* EXERCISE PASSAGE
Quality system management and documentation contain a wealth of information (or lack of) that can be used by a regulatory agency like the FDA or a plaintiff in a lawsuit to determine if the company is in compliance with federal regulations or its own internal quality management procedures. Failure to meet these requirements can be highly damaging to a company in litigation.
“Quality manuals and quality system documents are intended to guide the operation of a company’s quality management system, says James Kolka, president of Kolka & Associates in Atlanta and an international legal consultant in regulatory affairs. “Quality system documents are neither intended nor constructed to provide evidence of a company’s concern for patient safety and product safety. If a company wants to prove it cares about patient safety and make safe products, it must build documentation to prove that point.”
Areas of product liability litigation
The three major areas of product liability litigation—design, manufacturing, and post-market surveillance—are specifically addressed by clauses in each regulatory quality management system.
For example, to design a medical device using FDA’s Quality System Regulation, a company that wants to manufacture Class III, Class II, and certain Class I medical devices must follow 21 CFR 820.30 Design Controls.

* PROBLEM TO SOLVE
Summarize the passage on quality system documentation in two sentences.

* RECORD EXCERPTS

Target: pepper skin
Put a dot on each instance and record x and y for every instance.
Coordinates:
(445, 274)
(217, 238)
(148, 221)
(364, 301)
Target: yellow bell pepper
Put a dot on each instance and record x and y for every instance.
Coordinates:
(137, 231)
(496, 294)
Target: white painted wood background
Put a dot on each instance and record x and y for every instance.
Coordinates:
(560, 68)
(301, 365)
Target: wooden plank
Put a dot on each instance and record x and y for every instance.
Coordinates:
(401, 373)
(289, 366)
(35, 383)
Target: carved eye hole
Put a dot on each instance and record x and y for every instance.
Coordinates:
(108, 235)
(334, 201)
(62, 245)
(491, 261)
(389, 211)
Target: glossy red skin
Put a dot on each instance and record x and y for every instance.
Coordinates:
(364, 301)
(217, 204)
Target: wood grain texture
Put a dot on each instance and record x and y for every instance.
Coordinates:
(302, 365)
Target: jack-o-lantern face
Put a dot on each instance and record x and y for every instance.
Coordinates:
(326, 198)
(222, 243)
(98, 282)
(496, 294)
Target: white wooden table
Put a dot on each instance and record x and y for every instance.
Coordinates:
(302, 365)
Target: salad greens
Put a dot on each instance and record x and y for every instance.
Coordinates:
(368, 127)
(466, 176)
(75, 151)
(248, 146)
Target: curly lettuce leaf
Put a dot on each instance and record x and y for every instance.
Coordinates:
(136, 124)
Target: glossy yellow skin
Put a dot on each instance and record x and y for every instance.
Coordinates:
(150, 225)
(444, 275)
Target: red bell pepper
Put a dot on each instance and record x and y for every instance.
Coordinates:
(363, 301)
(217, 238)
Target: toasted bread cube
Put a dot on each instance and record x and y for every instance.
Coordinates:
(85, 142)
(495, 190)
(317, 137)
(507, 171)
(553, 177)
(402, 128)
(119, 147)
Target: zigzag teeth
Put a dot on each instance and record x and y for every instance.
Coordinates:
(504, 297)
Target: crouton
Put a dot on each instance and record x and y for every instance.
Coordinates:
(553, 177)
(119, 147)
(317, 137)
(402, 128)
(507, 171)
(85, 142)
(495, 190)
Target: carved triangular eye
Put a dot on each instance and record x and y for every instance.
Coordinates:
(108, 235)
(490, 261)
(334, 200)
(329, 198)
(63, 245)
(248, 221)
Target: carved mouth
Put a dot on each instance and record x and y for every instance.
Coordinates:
--
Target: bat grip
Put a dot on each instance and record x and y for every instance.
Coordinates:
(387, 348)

* OUTPUT FOR THIS EXERCISE
Quality system documentation holds information that a regulatory agency like the FDA or a plaintiff can use to judge whether a company complies with federal regulations or its own quality procedures, and failing to meet these requirements can badly damage a company in litigation. James Kolka says these documents guide a quality management system but are not built to show concern for patient and product safety, and the three major areas of product liability litigation (design, manufacturing, and post-market surveillance) are addressed by clauses in each regulatory quality management system.